--- BEGIN EXERCISE INPUT ---

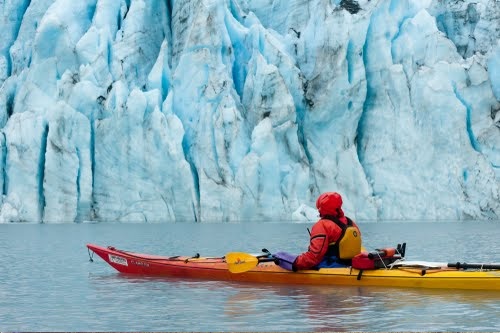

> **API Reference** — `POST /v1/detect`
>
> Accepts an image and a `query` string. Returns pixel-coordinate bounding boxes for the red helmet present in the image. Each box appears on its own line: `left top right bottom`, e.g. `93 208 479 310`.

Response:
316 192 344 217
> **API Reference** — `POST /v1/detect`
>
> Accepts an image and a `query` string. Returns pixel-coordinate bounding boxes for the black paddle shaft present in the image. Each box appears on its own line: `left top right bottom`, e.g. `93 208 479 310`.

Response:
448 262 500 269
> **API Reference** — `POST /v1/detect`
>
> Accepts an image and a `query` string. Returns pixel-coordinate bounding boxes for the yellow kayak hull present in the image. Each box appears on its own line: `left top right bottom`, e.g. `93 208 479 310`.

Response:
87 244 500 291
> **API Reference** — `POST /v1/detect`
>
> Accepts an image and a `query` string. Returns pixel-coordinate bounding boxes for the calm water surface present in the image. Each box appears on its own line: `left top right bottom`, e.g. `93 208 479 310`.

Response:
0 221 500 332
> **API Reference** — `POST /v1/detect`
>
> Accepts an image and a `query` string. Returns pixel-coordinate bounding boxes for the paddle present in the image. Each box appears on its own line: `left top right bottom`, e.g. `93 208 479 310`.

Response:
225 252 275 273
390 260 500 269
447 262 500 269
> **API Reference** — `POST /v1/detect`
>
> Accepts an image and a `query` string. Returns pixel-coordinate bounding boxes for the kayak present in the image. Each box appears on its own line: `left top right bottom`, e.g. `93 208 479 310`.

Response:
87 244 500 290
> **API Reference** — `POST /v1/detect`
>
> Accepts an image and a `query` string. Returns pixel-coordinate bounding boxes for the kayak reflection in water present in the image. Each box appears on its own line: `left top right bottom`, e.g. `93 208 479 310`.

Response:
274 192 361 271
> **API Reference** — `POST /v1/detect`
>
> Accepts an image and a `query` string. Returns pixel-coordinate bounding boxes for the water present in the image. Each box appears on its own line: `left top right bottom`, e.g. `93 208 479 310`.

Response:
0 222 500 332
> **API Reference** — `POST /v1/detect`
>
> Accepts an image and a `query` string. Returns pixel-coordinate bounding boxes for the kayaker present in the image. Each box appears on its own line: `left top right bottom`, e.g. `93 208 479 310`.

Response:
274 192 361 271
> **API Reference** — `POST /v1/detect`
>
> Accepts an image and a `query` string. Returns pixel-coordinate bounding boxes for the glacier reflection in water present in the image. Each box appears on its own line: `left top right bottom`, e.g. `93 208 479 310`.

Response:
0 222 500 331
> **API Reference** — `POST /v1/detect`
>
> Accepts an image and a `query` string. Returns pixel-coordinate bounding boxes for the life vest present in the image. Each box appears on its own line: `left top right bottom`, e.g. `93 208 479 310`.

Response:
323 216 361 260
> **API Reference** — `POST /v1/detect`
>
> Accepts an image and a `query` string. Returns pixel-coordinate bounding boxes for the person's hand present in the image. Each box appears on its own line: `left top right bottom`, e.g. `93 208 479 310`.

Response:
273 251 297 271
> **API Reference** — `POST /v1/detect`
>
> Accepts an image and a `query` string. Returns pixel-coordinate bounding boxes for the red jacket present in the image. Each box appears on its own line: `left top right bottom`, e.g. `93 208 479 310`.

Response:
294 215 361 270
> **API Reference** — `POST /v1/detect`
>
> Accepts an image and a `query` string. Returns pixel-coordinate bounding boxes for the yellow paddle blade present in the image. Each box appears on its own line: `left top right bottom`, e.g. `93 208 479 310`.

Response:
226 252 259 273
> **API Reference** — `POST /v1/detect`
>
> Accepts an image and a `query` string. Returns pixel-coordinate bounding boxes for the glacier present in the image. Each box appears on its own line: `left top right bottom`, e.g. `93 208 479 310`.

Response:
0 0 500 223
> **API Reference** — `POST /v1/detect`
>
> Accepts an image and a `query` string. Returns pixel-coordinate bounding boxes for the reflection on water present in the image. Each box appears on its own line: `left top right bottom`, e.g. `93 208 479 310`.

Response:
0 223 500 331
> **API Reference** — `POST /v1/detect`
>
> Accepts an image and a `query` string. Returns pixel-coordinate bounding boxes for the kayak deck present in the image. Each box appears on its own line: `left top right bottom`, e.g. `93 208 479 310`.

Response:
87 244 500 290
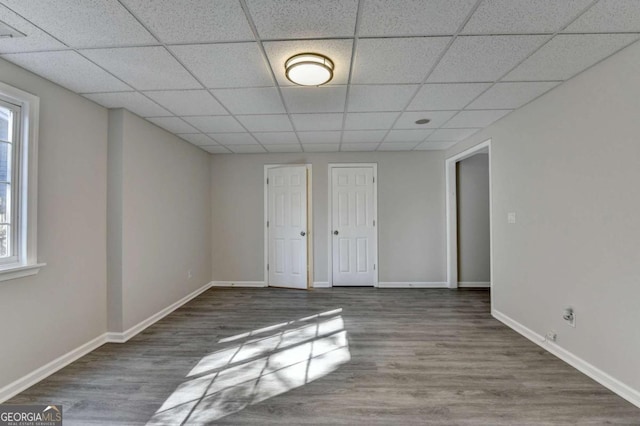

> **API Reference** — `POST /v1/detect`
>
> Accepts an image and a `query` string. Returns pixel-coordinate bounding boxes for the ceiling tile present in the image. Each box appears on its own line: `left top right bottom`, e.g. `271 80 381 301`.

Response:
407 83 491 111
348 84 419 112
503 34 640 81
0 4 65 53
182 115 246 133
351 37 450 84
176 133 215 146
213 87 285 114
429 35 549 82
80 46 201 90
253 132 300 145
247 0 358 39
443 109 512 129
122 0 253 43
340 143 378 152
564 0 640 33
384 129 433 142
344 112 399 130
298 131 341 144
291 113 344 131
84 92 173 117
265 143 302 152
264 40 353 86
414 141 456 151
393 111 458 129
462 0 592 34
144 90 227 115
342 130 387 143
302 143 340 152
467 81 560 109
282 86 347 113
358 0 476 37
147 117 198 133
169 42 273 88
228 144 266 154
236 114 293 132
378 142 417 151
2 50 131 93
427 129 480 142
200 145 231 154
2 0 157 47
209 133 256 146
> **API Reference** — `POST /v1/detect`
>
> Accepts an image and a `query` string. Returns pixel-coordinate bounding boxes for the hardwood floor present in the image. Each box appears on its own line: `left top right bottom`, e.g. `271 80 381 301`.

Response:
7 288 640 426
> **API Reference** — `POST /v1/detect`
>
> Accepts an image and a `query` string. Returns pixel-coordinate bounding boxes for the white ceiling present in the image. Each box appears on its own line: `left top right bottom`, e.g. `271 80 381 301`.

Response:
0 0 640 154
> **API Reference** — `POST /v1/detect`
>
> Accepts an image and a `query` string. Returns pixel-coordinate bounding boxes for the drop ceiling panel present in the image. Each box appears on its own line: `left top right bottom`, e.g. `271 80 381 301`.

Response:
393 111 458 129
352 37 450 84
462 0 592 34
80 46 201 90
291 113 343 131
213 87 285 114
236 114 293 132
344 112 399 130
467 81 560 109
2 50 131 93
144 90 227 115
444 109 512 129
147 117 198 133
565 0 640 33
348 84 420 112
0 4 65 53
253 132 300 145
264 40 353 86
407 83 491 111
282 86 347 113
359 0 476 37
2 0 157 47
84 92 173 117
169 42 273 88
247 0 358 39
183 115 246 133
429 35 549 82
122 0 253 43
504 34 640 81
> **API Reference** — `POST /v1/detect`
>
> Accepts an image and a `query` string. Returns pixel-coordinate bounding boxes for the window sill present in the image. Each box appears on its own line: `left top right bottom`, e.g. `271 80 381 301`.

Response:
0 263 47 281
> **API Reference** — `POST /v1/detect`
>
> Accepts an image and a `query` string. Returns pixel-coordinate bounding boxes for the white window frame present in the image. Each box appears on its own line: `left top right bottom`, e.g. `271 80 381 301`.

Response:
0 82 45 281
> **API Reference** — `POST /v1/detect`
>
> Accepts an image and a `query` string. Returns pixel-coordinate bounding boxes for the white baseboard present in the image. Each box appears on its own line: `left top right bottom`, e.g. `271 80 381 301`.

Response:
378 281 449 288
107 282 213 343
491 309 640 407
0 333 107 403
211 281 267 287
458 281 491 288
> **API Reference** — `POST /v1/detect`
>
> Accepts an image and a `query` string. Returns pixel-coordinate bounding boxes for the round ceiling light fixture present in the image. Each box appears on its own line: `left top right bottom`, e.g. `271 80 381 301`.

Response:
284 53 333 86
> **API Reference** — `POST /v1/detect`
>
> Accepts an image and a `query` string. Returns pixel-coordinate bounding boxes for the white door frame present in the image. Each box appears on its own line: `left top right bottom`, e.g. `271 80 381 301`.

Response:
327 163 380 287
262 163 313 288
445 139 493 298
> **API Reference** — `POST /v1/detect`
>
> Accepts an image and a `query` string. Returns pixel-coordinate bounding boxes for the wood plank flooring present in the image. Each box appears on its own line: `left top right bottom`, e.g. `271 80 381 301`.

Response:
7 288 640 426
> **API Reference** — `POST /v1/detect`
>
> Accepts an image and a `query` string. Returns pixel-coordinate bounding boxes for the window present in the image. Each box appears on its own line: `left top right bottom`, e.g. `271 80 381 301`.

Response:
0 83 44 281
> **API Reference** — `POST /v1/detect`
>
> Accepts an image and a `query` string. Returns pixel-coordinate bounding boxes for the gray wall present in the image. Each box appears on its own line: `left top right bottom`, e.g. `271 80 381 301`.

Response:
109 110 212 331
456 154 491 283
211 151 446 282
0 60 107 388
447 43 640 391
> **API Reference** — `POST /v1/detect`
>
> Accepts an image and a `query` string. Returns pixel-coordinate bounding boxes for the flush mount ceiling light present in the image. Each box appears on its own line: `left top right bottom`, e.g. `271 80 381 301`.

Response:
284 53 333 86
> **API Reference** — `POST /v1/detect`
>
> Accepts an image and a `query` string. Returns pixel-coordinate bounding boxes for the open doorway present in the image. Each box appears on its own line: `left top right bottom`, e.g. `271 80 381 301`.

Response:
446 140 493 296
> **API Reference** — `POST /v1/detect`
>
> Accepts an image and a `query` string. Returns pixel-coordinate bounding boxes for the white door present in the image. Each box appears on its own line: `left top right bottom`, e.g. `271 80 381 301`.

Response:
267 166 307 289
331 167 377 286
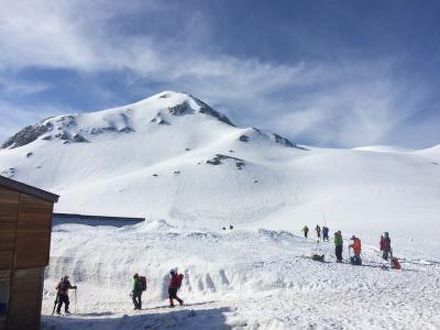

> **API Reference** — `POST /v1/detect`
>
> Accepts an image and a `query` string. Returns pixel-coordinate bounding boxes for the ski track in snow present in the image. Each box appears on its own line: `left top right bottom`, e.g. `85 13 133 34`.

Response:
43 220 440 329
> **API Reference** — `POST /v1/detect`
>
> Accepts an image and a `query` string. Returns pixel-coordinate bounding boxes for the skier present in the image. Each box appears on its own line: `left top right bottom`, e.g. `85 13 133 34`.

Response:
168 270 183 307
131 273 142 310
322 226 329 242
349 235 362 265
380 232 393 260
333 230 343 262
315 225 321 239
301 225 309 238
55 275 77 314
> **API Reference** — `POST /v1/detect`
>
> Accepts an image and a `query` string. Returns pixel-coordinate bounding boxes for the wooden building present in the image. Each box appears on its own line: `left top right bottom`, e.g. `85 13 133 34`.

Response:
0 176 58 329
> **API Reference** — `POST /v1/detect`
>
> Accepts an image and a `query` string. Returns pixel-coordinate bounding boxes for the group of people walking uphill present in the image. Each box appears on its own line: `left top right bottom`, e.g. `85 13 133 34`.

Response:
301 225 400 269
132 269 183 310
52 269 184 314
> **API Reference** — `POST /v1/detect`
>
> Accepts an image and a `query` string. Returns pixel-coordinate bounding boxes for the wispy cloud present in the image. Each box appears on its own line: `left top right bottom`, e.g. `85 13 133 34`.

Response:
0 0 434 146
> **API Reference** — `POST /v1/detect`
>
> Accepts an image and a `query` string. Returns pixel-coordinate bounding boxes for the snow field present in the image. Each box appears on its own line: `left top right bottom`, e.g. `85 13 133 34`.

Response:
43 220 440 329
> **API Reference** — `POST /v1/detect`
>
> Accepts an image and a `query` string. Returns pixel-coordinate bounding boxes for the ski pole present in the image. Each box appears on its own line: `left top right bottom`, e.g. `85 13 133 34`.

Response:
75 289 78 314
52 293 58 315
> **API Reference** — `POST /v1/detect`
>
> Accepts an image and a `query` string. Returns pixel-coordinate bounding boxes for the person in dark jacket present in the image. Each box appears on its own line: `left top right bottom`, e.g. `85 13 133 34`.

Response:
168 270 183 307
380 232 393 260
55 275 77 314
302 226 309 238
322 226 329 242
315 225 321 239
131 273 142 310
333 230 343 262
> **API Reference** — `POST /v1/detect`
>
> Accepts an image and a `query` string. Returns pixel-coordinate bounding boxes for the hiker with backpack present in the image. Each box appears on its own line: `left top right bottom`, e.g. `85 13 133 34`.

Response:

--- END EXERCISE INPUT ---

Return every line of the material above that includes the string "reflection", copying each line as it appears.

COMPLETED TASK
> Accepts an image and a `query` string. Returns pixel-coordinate bounding boxes for the kayak reflection in water present in the image. Each box appears on its own line: `left top right bottom`, e.g. `93 208 479 310`.
> Accepts an image and a `query` string. Returns pixel-coordinate bounding boxes for the glacier reflection in water present in the image. Each box appears on its own line: `left top right bottom`, e.g. `93 208 479 310`.
> Accepts an image and a `query` string. Returns pixel-coordinate bounding boxes for the reflection on water present in the image. Each box appears on its own line: `left top right bottom`, e.g. `93 208 479 310`.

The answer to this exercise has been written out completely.